Aim → Count the lines of the material that contain the string "segment", treating uppercase and lowercase letters as different. Give only the number.

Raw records
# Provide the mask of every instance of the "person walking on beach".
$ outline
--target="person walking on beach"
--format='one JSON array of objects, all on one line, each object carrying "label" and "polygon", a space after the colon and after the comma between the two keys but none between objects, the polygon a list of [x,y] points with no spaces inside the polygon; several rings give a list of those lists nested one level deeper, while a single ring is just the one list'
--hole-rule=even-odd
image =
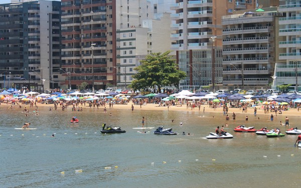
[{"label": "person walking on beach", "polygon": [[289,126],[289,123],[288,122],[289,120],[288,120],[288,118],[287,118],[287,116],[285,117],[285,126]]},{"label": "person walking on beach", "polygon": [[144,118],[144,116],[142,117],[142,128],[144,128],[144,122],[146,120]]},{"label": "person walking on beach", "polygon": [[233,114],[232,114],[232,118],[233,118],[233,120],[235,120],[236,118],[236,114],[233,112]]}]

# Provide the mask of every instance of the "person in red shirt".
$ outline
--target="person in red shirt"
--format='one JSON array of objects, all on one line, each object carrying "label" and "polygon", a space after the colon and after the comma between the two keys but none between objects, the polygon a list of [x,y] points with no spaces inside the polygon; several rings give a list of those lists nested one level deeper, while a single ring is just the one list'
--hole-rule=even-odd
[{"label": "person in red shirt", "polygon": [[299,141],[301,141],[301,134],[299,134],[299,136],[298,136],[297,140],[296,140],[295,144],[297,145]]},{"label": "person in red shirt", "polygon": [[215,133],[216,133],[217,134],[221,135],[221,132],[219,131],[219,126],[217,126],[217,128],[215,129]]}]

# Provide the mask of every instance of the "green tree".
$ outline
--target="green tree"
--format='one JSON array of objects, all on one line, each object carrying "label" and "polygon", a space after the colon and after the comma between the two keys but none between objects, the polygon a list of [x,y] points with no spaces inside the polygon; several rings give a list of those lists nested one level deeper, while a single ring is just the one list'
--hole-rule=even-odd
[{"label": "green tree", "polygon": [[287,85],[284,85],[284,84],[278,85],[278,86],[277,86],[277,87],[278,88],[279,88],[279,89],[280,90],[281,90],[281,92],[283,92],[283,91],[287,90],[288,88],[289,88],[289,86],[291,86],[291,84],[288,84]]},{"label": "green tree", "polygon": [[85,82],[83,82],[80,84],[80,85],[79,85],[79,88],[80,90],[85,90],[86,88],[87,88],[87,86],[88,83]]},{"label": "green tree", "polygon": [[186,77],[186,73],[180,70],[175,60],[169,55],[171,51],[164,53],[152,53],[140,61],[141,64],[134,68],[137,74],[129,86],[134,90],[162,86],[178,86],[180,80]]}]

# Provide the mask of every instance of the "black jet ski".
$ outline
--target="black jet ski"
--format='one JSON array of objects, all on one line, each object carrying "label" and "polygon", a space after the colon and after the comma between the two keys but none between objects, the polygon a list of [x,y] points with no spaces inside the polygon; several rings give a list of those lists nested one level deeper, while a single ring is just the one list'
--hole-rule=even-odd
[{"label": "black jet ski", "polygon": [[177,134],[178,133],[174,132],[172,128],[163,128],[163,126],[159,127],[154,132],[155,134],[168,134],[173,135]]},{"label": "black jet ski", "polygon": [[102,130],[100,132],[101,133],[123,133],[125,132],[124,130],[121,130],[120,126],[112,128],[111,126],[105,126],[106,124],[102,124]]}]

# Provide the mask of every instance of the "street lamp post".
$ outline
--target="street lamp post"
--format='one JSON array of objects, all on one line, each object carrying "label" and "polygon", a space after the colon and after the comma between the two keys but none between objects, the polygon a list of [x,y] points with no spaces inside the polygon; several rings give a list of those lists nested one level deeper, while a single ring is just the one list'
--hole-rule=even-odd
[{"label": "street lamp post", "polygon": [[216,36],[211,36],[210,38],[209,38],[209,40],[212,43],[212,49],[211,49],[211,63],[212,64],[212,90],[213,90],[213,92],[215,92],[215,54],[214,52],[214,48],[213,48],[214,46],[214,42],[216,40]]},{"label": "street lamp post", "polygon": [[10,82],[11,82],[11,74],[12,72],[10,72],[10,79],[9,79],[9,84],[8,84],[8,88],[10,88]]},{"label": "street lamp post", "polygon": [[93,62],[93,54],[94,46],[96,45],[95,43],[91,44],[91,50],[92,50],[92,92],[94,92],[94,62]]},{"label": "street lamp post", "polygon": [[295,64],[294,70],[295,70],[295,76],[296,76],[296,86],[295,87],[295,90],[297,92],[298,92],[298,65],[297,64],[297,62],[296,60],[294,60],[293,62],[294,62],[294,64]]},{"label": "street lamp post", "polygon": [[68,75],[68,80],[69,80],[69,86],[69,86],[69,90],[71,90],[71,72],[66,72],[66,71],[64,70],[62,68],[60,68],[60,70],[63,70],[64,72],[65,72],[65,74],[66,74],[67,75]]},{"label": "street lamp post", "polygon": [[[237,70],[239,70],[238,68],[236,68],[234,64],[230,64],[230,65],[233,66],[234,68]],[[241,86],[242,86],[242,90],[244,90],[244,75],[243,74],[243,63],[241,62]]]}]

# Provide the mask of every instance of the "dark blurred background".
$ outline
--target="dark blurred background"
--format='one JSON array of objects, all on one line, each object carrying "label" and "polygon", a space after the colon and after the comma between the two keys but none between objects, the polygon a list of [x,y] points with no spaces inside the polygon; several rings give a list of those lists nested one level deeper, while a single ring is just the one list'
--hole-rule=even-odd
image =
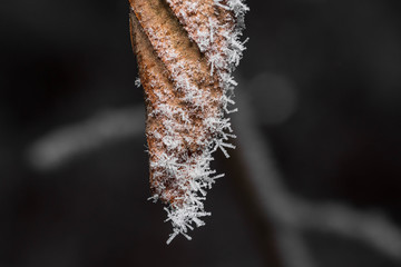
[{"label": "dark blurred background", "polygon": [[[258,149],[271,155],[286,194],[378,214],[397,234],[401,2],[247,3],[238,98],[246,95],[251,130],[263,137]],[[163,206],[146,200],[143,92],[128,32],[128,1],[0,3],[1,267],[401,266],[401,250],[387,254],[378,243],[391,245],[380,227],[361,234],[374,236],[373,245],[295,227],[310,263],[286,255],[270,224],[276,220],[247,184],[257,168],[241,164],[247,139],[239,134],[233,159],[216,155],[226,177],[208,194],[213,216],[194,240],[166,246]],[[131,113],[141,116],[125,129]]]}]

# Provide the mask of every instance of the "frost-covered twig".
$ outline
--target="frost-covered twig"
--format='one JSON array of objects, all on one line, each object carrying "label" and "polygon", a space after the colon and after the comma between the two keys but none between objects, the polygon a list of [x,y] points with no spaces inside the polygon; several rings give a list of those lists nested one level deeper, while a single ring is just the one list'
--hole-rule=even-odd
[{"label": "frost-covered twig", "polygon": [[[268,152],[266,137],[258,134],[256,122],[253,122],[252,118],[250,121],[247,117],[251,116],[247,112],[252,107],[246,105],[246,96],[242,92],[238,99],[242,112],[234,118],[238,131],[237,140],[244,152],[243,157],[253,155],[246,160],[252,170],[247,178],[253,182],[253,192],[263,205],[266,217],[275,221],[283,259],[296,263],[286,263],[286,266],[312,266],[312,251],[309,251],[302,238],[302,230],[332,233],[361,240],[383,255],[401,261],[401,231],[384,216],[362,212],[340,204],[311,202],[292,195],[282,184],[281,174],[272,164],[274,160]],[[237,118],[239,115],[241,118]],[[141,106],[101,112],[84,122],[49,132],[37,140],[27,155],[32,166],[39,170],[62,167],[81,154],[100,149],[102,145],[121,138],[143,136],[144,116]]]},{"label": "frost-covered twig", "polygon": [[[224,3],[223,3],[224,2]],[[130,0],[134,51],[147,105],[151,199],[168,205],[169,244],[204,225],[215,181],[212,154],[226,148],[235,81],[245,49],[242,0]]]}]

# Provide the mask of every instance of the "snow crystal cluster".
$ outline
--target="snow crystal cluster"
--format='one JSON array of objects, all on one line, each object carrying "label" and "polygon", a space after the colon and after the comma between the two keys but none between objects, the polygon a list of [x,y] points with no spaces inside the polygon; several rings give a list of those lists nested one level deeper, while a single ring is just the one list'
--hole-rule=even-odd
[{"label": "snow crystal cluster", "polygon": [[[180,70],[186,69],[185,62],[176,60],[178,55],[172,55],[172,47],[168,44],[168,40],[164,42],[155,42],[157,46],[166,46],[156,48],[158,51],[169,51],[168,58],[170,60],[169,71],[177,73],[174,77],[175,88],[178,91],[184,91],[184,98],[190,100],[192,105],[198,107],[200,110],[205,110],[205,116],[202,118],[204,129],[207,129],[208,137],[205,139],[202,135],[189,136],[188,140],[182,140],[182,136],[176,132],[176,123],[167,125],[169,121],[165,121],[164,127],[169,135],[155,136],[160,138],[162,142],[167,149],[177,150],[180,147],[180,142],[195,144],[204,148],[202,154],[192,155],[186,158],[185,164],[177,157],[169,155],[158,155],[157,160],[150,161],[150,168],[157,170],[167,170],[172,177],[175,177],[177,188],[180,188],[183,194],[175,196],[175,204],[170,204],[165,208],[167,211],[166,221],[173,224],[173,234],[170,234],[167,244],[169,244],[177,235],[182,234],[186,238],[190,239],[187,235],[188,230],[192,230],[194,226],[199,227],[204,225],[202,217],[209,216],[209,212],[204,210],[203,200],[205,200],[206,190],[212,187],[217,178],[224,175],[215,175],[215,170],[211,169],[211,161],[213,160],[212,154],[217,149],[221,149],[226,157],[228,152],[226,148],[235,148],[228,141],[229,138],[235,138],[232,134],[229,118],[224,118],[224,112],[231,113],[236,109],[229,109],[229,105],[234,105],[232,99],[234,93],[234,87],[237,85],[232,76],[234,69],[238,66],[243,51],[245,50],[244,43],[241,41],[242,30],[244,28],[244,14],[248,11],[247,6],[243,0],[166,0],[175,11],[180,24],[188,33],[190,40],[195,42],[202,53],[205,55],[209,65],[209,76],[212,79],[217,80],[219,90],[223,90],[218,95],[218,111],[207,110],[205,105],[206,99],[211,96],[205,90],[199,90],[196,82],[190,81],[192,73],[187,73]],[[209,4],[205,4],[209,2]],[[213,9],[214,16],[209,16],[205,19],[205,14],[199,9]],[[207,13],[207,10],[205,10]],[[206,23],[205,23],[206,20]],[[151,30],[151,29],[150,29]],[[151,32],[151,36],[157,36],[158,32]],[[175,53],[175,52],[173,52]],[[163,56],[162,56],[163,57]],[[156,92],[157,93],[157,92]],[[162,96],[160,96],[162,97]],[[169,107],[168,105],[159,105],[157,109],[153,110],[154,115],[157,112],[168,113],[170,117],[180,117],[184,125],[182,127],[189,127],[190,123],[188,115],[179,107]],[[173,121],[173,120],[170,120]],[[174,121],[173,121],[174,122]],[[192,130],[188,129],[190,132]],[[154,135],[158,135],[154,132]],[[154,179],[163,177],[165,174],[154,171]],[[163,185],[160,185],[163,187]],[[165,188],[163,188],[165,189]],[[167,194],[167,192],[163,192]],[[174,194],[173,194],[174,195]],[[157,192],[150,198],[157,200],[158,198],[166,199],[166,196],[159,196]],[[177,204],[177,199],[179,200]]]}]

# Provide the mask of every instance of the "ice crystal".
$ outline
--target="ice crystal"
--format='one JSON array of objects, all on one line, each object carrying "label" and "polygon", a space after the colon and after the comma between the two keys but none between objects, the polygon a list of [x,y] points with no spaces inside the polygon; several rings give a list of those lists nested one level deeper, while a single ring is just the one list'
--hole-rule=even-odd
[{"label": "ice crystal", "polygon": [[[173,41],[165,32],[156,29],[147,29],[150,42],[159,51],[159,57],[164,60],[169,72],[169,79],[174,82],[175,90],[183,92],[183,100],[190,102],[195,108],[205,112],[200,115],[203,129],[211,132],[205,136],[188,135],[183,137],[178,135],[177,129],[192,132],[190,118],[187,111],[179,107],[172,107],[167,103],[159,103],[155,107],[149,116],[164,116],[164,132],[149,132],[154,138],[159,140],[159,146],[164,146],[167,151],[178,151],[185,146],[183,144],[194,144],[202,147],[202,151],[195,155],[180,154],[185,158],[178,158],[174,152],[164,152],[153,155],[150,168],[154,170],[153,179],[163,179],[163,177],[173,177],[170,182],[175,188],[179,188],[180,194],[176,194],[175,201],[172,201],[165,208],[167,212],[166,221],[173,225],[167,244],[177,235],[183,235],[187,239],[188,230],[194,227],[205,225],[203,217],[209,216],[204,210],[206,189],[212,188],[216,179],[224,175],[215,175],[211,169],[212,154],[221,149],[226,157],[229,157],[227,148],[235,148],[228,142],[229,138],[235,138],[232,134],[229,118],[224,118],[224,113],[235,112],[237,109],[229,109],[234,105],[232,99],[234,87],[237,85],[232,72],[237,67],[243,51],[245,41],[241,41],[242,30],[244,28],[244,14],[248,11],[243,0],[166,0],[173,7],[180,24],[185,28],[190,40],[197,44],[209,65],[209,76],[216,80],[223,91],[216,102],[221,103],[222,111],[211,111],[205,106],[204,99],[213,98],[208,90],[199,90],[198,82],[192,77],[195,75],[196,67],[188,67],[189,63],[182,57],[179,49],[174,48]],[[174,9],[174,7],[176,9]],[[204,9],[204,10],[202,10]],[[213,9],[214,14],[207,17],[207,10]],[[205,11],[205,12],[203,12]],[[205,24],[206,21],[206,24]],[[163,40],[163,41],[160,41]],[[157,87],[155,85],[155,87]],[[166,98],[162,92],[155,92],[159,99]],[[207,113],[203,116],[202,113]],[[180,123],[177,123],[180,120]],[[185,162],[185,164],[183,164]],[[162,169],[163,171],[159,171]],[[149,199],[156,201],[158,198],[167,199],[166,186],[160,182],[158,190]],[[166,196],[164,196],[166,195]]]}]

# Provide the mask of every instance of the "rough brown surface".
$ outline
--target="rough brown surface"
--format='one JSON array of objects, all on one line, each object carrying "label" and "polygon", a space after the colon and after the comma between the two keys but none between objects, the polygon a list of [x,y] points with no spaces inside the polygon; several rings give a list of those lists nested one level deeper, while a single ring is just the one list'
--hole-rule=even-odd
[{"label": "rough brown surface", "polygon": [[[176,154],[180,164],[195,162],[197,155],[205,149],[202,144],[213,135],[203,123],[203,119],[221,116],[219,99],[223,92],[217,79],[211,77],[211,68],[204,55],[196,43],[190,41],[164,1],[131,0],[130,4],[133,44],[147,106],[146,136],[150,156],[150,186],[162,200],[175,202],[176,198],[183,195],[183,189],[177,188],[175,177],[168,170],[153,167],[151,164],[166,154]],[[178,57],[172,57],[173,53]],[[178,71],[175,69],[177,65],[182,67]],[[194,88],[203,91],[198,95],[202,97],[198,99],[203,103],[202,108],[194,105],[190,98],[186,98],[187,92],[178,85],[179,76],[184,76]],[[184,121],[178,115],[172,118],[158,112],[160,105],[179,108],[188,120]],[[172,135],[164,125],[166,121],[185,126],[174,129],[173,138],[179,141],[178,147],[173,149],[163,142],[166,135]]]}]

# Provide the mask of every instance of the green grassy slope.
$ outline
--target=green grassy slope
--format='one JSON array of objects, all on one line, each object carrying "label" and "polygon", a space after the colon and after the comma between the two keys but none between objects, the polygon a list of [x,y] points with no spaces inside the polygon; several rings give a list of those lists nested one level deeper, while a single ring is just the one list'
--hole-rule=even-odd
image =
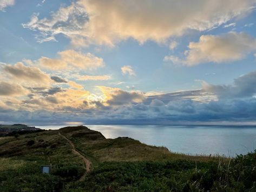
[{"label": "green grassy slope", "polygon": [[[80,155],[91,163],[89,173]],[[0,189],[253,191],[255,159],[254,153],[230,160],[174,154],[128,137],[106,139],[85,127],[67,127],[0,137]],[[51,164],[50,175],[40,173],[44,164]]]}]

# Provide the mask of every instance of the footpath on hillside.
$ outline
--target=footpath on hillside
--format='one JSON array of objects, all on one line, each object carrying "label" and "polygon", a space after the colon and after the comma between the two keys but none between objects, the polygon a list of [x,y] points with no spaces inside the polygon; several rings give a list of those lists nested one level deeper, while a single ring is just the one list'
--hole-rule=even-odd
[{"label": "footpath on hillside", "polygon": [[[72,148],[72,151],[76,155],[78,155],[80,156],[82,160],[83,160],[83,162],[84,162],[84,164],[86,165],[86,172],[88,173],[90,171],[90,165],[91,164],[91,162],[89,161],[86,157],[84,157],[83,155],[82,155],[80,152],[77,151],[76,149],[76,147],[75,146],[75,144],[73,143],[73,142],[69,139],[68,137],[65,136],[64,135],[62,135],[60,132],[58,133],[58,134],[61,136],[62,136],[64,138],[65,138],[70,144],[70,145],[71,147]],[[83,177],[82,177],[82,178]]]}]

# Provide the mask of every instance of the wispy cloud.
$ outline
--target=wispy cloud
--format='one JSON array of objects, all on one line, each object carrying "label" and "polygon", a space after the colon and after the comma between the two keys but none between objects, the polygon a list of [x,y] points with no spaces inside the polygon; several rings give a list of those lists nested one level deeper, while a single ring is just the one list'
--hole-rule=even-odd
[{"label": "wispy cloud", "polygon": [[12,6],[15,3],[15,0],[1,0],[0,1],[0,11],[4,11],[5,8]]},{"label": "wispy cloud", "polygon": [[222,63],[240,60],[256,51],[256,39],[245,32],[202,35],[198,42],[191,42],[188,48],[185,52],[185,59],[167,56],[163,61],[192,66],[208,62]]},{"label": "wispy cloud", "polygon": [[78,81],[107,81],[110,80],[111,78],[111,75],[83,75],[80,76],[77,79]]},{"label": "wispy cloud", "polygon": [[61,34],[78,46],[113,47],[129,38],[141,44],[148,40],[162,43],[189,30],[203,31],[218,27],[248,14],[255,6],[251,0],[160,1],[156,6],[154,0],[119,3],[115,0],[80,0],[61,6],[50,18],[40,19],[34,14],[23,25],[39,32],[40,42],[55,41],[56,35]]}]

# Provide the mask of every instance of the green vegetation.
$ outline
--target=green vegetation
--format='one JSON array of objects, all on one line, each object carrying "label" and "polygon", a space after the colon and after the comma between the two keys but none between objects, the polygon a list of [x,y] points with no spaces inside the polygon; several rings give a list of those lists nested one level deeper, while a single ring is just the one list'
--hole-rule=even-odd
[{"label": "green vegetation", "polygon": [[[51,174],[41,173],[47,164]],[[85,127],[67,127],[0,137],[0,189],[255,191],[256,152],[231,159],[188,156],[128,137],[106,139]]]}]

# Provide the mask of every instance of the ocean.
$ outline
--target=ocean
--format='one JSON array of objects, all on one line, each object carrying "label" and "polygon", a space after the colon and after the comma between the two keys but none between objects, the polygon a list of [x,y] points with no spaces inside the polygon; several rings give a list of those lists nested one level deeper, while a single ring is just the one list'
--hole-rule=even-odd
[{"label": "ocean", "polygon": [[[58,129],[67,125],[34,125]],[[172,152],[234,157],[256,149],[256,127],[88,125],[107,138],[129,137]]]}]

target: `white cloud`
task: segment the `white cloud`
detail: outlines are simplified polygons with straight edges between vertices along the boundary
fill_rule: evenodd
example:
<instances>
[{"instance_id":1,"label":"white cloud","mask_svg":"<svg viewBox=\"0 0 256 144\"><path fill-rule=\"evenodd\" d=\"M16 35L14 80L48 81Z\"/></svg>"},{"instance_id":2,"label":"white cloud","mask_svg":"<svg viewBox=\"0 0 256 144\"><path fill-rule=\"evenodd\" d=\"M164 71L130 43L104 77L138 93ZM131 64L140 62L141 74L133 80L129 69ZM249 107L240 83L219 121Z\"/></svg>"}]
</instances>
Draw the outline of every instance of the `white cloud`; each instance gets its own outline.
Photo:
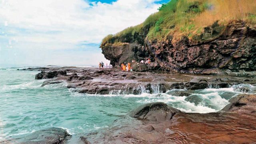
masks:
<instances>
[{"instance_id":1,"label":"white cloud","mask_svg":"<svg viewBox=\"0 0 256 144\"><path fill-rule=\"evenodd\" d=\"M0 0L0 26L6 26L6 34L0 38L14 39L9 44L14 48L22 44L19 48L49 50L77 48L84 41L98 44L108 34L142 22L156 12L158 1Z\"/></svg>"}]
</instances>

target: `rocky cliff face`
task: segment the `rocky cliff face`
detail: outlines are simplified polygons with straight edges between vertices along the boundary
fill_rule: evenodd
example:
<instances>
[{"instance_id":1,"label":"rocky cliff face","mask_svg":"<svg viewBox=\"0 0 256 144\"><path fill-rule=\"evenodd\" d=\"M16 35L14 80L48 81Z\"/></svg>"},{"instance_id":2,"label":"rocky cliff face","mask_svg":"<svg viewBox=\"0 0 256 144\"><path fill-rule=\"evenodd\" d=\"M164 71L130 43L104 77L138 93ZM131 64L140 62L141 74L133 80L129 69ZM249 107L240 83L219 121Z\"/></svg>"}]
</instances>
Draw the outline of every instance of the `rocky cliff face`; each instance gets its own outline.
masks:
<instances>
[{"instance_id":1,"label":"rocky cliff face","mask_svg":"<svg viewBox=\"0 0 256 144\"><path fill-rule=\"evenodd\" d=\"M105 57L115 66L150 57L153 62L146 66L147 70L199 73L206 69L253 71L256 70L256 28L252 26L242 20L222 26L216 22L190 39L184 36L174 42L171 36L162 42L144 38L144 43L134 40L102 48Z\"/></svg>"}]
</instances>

Result of the task → 2